_TASK BRIEF_: Please reproduce the entries starting with the line that contains "Place one marker on every instance of the woman's" and going on through the line that contains "pixel 805 115", switching "marker" to "dot" wherever it occurs and leaving everything else unchanged.

_DATA LINES_:
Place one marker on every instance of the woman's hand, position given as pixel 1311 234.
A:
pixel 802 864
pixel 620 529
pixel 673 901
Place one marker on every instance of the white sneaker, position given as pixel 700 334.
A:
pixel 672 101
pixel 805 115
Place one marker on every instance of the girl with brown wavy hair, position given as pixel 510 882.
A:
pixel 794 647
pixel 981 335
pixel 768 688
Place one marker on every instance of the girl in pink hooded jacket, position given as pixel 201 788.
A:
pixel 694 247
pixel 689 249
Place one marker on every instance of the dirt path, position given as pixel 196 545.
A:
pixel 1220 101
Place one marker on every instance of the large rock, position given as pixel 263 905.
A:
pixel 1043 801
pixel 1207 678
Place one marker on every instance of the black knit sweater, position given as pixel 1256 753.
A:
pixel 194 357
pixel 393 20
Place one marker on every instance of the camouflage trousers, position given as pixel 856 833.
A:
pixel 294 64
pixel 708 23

--

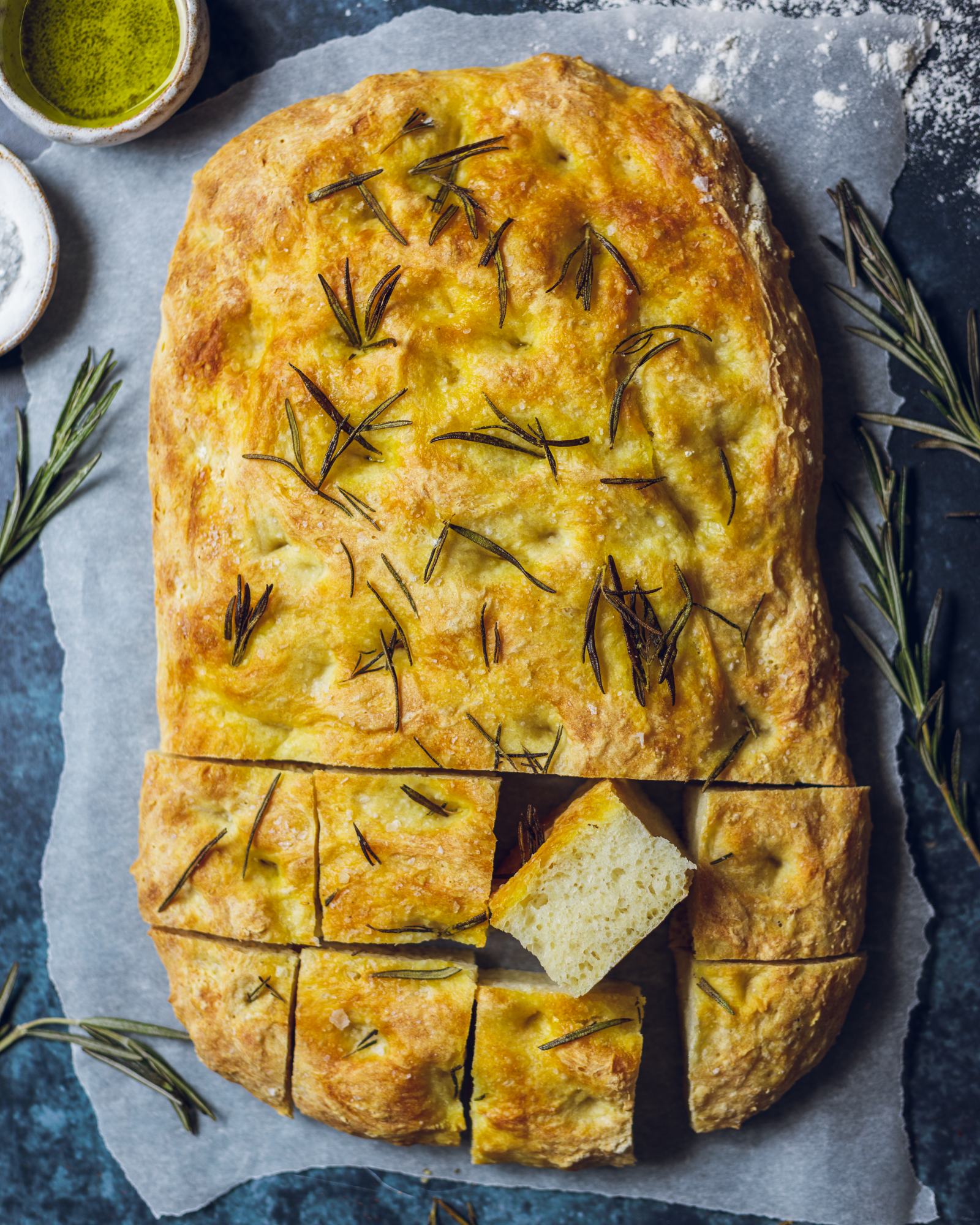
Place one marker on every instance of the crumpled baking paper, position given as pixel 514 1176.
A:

---

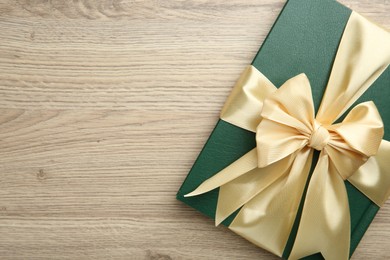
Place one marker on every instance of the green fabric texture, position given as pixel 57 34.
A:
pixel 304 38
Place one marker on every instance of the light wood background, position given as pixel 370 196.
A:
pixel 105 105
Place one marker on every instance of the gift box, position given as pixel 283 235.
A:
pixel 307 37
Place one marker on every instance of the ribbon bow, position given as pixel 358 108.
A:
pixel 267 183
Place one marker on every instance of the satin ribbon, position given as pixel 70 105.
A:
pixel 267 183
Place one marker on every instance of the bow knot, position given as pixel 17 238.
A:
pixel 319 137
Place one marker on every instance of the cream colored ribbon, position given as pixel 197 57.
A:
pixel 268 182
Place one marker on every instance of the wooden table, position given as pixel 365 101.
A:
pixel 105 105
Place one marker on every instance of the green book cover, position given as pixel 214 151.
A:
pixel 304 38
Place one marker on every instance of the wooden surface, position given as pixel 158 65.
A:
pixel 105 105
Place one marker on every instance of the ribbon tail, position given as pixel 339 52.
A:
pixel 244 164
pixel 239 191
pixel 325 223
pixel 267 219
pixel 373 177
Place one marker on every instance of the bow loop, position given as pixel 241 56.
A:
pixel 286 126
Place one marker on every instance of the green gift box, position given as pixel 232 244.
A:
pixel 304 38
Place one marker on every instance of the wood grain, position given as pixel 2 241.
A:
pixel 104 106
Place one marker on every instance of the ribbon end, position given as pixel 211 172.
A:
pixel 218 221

_COMPLETE RESPONSE_:
Place one dot on every instance of the woman's hand, position given as pixel 1311 234.
A:
pixel 802 864
pixel 620 529
pixel 673 901
Place one dot on every instance of the white sneaker, position given as pixel 700 334.
A:
pixel 672 101
pixel 805 115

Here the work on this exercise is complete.